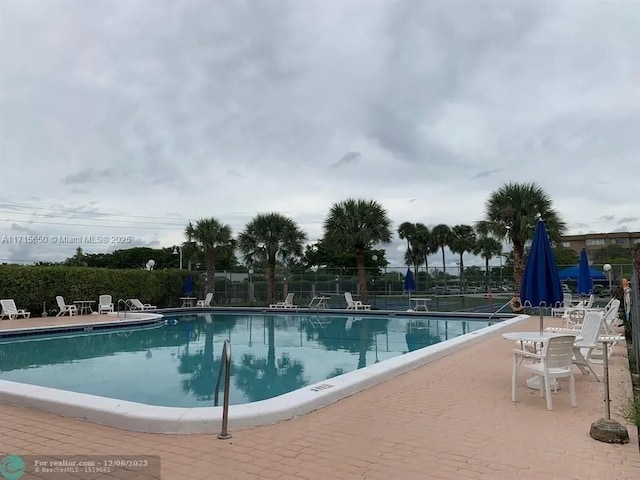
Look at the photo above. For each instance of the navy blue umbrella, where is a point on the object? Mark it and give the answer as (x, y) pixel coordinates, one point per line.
(541, 286)
(585, 282)
(409, 284)
(188, 286)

+ + +

*JOB:* Count the lines above that contain the word "umbrella", with case counting. Reply with the number only.

*OUTPUT BELOW:* 1